== Your instructions ==
From the listing below, output only the lines starting at the line that has "Target: white table leg" and ending at the line that has "Task: where can the black bird", exactly as they appear, ends included.

== Entries supplied ==
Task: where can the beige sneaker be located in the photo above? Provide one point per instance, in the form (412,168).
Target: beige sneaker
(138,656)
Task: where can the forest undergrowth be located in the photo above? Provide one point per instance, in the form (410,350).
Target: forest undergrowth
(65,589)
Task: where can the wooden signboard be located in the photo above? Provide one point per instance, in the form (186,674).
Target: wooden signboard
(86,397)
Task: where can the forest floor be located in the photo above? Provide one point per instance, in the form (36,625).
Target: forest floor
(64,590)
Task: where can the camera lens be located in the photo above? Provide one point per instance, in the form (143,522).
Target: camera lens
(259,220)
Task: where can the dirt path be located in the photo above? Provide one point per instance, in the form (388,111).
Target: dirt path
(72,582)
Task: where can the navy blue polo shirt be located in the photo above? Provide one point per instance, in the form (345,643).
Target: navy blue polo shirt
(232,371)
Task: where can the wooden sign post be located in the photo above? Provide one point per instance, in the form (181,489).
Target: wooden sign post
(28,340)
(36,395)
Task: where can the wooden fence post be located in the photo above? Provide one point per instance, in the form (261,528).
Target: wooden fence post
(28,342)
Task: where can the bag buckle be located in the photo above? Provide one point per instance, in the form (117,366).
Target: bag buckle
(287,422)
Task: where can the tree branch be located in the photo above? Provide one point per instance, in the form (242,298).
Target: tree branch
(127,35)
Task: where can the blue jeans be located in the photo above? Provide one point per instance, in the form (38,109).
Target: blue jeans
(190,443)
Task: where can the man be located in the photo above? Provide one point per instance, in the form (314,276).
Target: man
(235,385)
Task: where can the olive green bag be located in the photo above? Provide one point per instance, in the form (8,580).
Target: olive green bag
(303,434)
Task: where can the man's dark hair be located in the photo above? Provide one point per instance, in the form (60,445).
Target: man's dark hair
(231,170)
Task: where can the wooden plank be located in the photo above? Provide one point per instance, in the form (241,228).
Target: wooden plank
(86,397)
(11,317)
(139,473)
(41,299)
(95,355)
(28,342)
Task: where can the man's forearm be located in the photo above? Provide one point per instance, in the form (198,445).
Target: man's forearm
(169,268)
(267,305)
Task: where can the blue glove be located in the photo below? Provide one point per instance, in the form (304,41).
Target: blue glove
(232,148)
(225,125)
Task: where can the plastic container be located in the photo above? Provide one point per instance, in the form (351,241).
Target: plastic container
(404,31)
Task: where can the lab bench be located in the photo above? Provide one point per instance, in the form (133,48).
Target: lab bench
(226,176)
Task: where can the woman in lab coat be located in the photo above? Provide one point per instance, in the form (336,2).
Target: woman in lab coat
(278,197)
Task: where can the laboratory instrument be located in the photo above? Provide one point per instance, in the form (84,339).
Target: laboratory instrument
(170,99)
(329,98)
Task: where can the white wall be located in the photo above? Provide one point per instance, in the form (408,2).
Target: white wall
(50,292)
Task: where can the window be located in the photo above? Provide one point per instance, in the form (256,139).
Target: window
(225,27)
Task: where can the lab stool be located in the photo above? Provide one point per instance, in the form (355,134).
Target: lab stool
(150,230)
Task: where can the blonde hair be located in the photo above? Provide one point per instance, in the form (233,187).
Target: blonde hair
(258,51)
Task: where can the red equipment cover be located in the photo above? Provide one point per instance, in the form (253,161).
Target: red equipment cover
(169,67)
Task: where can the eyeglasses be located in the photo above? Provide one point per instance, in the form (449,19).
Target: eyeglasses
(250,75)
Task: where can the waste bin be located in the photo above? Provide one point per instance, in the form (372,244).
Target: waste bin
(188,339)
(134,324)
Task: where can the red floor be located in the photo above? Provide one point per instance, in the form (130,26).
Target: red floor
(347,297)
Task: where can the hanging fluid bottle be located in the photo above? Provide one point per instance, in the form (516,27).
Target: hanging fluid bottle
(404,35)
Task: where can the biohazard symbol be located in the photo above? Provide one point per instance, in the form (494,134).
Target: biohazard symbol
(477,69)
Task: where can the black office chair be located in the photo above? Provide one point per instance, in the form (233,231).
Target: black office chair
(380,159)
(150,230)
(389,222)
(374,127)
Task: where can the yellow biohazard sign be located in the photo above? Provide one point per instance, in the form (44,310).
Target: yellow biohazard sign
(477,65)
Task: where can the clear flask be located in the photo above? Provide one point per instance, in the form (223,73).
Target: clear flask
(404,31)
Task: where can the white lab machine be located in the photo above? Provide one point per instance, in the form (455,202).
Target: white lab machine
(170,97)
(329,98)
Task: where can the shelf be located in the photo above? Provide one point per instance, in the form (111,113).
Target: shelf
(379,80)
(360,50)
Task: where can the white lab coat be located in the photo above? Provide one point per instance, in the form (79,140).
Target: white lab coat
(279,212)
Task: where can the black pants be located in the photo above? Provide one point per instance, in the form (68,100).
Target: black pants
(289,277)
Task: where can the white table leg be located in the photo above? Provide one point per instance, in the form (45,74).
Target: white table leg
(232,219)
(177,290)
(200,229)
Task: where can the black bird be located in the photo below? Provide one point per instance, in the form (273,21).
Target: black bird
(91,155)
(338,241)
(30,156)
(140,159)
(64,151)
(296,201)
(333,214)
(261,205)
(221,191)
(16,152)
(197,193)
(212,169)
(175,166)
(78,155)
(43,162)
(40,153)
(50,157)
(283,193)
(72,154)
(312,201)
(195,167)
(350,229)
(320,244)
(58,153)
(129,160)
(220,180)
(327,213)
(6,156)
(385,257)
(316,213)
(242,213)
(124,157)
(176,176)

== Answer below ==
Target: white table leg
(232,219)
(177,290)
(200,229)
Task: where can the black bird be located in the photo below? Provide one point per instance, in the form (273,21).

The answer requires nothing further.